Data records:
+ + + + + + +
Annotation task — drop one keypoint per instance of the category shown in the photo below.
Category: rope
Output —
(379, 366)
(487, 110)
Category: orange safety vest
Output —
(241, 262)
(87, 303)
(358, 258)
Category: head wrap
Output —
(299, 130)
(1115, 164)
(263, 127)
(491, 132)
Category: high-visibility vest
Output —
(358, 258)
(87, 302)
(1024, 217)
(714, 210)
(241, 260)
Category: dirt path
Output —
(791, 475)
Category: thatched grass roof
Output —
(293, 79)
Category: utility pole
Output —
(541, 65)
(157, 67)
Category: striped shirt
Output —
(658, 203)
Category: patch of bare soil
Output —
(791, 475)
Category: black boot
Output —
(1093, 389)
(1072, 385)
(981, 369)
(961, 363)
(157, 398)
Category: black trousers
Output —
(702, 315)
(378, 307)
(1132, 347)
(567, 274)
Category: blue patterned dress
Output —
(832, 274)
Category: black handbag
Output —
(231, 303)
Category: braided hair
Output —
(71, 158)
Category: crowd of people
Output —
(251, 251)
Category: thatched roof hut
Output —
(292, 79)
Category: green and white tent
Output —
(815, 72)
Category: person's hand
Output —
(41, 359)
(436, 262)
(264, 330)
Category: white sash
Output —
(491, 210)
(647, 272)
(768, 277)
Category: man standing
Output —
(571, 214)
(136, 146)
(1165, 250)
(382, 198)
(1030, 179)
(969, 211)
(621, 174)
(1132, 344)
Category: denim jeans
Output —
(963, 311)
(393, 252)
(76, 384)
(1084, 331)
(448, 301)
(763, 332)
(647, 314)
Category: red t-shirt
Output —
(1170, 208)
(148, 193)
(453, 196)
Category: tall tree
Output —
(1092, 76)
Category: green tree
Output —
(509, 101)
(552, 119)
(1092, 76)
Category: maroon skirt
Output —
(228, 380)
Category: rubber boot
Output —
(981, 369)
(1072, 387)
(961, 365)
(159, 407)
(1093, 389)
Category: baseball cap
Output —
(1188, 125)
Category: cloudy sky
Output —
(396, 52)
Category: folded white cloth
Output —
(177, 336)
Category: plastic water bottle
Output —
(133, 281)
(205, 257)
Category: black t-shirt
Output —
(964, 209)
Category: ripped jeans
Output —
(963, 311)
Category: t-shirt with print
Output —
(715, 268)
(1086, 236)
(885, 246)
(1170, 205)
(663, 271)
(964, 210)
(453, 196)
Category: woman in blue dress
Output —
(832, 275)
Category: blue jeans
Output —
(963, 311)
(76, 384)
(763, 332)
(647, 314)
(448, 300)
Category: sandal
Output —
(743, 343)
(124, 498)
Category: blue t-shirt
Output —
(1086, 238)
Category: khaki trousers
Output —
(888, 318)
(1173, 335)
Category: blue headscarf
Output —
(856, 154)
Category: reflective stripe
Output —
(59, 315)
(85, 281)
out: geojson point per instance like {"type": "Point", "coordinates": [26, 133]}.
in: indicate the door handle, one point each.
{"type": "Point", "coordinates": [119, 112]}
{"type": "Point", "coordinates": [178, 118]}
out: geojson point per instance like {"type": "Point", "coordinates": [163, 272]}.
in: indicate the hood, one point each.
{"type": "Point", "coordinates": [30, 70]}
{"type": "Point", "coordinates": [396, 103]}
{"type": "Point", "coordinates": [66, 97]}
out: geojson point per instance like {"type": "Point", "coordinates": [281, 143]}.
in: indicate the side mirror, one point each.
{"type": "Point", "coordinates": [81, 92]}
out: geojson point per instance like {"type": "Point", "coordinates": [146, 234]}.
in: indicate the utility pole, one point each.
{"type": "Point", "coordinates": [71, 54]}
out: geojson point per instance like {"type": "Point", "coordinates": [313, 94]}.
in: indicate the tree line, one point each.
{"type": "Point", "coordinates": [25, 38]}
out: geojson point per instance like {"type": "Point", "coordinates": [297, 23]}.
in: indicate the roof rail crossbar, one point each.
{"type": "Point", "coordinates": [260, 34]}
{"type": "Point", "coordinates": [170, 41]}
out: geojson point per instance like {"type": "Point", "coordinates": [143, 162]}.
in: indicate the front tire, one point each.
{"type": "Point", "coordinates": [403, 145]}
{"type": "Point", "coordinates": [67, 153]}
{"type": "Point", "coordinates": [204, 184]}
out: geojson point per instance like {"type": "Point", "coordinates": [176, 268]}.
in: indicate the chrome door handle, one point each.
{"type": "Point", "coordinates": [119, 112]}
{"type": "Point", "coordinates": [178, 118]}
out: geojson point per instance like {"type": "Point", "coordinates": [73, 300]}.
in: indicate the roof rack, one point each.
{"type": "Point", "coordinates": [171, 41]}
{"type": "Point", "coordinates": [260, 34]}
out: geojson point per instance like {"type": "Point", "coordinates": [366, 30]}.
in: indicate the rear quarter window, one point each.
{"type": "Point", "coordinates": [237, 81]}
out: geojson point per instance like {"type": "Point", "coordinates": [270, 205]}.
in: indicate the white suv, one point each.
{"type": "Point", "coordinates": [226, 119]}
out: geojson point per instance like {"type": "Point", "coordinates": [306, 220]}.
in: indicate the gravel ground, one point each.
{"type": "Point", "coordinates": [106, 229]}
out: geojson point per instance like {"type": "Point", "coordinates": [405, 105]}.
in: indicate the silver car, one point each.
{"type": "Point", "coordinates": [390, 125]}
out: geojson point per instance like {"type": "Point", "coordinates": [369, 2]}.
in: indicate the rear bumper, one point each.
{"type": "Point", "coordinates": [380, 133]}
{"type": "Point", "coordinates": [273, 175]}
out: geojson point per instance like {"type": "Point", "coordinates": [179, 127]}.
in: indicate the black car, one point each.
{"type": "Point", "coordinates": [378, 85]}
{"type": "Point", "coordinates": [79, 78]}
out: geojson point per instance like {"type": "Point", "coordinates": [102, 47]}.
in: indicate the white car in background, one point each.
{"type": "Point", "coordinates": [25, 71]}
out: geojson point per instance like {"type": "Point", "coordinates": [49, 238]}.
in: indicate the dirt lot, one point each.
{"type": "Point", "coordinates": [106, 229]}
+ + + + + + +
Assigned task: If a line of the data holds the string "vest", list it.

Output for this exercise:
Category: orange safety vest
Category: high-visibility vest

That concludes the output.